## Exercise task
Please put each line of the records below into a JSON list of strings, one string per line, and leave out any blank lines.

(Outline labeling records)
################

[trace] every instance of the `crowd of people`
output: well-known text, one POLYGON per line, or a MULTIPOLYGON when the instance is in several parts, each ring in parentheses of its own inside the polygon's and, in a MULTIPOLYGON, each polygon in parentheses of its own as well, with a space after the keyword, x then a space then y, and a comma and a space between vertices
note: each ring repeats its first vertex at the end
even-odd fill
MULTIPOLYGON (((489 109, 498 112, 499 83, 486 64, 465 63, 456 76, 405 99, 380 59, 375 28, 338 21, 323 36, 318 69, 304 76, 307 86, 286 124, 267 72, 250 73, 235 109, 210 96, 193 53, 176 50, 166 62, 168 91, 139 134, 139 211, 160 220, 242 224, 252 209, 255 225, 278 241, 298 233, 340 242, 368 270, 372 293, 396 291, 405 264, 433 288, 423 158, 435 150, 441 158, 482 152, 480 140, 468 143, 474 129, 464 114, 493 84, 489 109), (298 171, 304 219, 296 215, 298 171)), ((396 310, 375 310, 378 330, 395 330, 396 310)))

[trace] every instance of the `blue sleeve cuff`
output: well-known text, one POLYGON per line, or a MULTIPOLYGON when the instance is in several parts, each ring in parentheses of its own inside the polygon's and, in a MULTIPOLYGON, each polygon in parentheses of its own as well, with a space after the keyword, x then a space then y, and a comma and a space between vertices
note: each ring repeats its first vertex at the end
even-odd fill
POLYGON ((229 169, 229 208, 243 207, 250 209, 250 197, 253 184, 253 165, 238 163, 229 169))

################

## Solution
[
  "[trace] every instance of the `crowd of people`",
  "output: well-known text, one POLYGON per line, or a MULTIPOLYGON when the instance is in several parts, each ring in parentheses of its own inside the polygon's and, in a MULTIPOLYGON, each polygon in parentheses of its own as well, with a space after the keyword, x then a space then y, and a comma and a space between vertices",
  "note: each ring repeats its first vertex at the end",
  "even-odd fill",
  "MULTIPOLYGON (((489 109, 498 112, 499 83, 486 64, 465 63, 456 76, 405 99, 380 59, 375 28, 338 21, 323 36, 318 69, 304 76, 307 86, 286 124, 267 72, 250 73, 235 109, 210 96, 193 53, 176 50, 166 62, 168 91, 139 134, 139 211, 160 220, 242 224, 252 209, 255 225, 278 241, 298 233, 340 242, 368 270, 372 293, 396 291, 405 264, 433 288, 423 158, 435 150, 441 158, 482 152, 480 140, 468 143, 474 129, 464 114, 493 84, 489 109), (298 171, 304 219, 296 215, 298 171)), ((396 310, 375 310, 378 330, 395 330, 396 310)))",
  "[trace] every instance of the `blue sleeve cuff`",
  "output: well-known text, one POLYGON per line, or a MULTIPOLYGON when the instance is in several parts, each ring in parentheses of its own inside the polygon's and, in a MULTIPOLYGON, each polygon in parentheses of its own as well, with a space after the keyword, x then a space then y, and a comma and a space between vertices",
  "note: each ring repeats its first vertex at the end",
  "even-odd fill",
  "POLYGON ((229 169, 229 208, 243 207, 250 209, 250 197, 253 184, 253 165, 238 163, 229 169))"
]